■ Ejercicios propuestos ■
A. Enumera todas las personas que se nombran en el texto mostrado, en el orden en que aparecen.
B. Reproduce sin cambios el fragmento del texto mostrado que va desde "El borrador de" hasta "sobre el sexo.", incluido este último.

■ Texto mostrado ■
==========

En el terreno científico, la ideología postmoderna de Wittig y Millet la aplicó el médico John Money, que, llevado por el mainstream de los expertos de la época, trató de convertir artificialmente a un niño en una niña, como experimento para confirmar la tesis de que también en cuanto al sexo podemos condicionar a los individuos para que se comporten como un constructo social. El experimento, sin embargo, terminó mal y David Reimer, que así se llamaba el niño, terminó con graves problemas psicológicos, y finalmente se suicidó. Mientras la vida de David Reimer se dirigía a la tragedia, el falaz y terrible experimento de Reimer se usó para justificar cirugías de reasignación.
El borrador de la Ley Trans propuesto por Irene Montero se basa en el concepto de autodeterminación de género, según el cual la identidad de género es la "vivencia interna e individual del género tal y como cada persona la siente y autodefine", sin requerir de un informe médico o psicológico previo. El caso es que incluso para cambiar de nombre, no digamos ya cambiar de nacionalidad, hace falta cumplir unos criterios que evitan no sólo la arbitrariedad sino que también tienen en cuenta el orden social, con todo lo que ello implica de derechos y deberes. Por ejemplo, para cambiar de nombre
no se admiten los que hagan confusa la identificación (por ejemplo, un apellido convertido en nombre) ni los induzcan en su conjunto a error sobre el sexo.

==========

■ Material proporcionado ■
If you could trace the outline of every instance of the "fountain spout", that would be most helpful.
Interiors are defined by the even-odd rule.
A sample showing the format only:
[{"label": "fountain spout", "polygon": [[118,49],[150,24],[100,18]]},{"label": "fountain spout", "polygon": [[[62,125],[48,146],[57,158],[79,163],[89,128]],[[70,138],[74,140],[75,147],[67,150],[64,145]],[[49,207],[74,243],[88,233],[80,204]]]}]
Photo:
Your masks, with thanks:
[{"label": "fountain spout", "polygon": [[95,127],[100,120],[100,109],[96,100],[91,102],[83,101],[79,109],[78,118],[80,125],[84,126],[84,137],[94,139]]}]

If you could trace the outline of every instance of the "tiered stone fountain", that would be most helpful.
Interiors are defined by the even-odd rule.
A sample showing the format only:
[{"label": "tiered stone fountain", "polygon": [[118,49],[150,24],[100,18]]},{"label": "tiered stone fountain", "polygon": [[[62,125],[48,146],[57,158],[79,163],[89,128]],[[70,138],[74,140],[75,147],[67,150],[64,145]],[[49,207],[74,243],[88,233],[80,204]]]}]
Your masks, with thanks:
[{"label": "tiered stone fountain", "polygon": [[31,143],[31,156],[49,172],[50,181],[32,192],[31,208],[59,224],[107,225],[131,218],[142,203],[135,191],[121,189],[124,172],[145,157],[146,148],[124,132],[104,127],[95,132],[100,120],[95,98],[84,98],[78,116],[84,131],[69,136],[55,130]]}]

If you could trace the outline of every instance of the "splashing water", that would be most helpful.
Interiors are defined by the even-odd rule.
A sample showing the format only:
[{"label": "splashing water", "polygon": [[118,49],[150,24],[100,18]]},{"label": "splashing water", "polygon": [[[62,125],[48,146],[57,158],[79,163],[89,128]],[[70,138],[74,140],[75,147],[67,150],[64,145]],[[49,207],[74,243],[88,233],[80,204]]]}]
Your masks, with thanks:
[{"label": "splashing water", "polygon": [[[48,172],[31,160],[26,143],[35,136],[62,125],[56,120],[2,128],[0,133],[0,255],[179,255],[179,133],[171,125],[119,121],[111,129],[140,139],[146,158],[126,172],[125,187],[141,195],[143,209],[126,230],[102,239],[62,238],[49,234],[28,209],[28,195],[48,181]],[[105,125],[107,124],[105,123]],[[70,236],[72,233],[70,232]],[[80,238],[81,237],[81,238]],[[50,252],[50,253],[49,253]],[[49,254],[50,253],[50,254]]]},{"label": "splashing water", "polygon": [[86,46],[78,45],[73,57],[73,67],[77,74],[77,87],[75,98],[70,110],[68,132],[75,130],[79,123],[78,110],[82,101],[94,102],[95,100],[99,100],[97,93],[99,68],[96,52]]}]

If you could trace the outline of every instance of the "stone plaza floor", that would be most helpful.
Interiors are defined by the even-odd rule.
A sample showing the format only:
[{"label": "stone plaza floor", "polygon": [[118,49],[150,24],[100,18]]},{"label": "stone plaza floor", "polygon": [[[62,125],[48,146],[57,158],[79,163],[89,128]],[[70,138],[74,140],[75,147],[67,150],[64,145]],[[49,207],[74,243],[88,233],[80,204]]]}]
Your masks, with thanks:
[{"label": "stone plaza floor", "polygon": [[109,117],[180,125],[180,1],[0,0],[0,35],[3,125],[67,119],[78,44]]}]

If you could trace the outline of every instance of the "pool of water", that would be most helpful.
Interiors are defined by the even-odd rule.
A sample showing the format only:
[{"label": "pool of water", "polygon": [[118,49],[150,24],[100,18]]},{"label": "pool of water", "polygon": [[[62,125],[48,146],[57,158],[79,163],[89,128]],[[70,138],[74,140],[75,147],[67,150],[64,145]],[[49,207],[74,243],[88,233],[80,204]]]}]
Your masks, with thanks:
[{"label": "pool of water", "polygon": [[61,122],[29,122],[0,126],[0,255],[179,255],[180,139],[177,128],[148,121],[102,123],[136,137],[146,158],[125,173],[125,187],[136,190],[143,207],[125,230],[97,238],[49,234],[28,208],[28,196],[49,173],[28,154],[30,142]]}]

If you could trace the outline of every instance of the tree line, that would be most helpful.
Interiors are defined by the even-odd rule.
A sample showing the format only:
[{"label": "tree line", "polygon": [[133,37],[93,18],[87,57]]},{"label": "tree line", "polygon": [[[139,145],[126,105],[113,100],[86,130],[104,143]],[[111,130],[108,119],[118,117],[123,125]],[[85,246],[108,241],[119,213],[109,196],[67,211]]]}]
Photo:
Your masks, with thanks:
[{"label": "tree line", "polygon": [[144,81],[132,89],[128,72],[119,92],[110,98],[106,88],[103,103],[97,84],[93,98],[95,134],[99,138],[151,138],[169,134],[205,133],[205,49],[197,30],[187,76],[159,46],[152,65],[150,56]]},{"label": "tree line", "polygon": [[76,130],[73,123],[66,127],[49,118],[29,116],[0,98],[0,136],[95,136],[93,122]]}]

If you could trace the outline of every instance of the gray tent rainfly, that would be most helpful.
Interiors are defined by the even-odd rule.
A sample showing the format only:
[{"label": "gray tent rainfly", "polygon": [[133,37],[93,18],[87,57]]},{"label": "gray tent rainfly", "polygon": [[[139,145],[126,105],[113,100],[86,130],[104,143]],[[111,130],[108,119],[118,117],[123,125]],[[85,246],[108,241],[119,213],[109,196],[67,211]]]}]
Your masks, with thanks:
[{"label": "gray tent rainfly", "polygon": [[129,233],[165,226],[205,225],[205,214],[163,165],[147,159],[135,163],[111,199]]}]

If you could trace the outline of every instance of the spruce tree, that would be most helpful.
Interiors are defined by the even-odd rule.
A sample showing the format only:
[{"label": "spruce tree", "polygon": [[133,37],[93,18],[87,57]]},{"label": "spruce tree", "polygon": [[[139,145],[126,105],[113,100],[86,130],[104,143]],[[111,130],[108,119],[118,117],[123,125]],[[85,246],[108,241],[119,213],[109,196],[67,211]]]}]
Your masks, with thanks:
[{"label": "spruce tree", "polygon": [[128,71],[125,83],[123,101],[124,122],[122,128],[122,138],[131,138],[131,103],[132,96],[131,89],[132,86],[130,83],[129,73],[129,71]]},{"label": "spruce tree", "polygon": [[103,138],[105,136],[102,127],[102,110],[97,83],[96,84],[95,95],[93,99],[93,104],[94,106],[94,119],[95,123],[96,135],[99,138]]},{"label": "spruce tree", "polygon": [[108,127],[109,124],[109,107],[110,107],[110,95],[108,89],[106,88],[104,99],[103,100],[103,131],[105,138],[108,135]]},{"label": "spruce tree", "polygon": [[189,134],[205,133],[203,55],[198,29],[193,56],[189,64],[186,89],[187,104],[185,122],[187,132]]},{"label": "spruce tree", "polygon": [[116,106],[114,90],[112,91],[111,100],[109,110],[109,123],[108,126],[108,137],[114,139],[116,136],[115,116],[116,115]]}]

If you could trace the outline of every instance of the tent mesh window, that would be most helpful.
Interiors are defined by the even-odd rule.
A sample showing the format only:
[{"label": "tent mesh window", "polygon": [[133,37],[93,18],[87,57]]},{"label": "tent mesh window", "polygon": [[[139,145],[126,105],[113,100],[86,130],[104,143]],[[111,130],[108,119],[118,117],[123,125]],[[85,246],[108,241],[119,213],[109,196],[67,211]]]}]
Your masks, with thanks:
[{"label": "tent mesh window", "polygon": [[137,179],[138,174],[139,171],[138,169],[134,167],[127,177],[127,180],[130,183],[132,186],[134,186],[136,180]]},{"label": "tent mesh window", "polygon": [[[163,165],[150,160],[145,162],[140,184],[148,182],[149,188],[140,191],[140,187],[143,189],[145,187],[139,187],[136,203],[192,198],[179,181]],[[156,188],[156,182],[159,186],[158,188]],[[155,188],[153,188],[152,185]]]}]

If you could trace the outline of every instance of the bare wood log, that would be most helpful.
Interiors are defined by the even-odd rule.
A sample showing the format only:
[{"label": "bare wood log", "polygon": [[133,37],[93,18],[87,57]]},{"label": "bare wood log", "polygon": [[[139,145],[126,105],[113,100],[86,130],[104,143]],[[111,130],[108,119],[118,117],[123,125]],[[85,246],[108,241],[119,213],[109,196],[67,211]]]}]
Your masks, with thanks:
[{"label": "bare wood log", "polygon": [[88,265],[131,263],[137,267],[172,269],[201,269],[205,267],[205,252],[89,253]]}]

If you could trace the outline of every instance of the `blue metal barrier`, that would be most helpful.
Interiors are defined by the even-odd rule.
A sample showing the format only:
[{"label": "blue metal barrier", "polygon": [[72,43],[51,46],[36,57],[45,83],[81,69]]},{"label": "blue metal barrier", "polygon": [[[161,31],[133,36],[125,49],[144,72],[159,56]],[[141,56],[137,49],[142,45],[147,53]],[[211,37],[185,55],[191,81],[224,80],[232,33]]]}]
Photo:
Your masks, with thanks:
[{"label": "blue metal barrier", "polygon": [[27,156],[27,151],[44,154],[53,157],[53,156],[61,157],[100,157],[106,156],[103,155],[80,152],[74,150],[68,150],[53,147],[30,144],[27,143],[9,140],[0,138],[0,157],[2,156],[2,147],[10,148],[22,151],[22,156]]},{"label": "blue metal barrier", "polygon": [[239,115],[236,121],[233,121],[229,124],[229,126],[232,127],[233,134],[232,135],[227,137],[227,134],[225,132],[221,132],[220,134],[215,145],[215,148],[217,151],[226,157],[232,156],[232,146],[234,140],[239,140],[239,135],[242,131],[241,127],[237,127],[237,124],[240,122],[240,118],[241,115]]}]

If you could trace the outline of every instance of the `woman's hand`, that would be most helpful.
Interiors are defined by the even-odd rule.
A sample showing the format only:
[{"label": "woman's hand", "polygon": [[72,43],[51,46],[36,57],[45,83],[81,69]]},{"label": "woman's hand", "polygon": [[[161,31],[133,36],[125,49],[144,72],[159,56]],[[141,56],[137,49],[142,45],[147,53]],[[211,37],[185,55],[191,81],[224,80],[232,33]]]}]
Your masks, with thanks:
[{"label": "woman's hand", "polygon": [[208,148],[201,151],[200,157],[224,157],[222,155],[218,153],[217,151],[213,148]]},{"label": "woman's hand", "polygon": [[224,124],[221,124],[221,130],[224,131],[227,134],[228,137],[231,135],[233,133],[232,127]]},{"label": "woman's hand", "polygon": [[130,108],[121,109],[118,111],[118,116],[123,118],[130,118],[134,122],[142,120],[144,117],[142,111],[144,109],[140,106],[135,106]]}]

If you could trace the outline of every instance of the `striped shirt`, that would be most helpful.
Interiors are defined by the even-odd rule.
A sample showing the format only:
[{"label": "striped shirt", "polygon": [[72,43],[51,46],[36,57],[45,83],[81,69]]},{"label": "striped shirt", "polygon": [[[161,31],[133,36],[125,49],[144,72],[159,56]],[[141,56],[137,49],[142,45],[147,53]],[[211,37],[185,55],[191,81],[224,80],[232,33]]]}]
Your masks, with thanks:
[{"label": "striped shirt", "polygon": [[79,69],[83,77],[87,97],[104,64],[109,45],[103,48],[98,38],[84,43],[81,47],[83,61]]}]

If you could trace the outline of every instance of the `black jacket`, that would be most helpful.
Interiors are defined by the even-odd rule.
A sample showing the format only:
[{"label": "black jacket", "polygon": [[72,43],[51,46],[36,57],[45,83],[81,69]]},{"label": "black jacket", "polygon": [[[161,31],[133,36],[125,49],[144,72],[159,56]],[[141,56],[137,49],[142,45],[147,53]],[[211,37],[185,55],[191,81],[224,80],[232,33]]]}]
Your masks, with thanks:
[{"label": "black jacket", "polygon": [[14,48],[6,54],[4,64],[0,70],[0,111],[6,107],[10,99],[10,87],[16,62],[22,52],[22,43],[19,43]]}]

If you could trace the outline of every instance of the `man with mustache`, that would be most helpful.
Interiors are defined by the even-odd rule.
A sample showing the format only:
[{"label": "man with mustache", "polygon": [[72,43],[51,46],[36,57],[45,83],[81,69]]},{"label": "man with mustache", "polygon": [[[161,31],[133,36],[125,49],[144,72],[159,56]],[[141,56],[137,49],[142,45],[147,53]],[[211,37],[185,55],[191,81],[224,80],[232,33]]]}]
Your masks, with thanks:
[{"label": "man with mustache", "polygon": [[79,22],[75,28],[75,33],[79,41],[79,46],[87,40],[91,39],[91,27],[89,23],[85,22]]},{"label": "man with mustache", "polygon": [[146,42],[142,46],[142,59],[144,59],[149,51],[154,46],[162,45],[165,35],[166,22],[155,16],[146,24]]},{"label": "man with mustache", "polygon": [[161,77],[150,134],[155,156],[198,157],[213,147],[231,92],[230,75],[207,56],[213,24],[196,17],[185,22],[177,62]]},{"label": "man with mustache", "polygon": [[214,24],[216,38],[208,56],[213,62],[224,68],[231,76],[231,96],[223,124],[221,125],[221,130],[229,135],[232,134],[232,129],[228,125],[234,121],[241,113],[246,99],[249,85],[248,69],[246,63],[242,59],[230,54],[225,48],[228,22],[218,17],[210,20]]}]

==========

■ Soluciones ■
A. Wittig, Millet, John Money, David Reimer, Irene Montero

B.
El borrador de la Ley Trans propuesto por Irene Montero se basa en el concepto de autodeterminación de género, según el cual la identidad de género es la "vivencia interna e individual del género tal y como cada persona la siente y autodefine", sin requerir de un informe médico o psicológico previo. El caso es que incluso para cambiar de nombre, no digamos ya cambiar de nacionalidad, hace falta cumplir unos criterios que evitan no sólo la arbitrariedad sino que también tienen en cuenta el orden social, con todo lo que ello implica de derechos y deberes. Por ejemplo, para cambiar de nombre
no se admiten los que hagan confusa la identificación (por ejemplo, un apellido convertido en nombre) ni los induzcan en su conjunto a error sobre el sexo.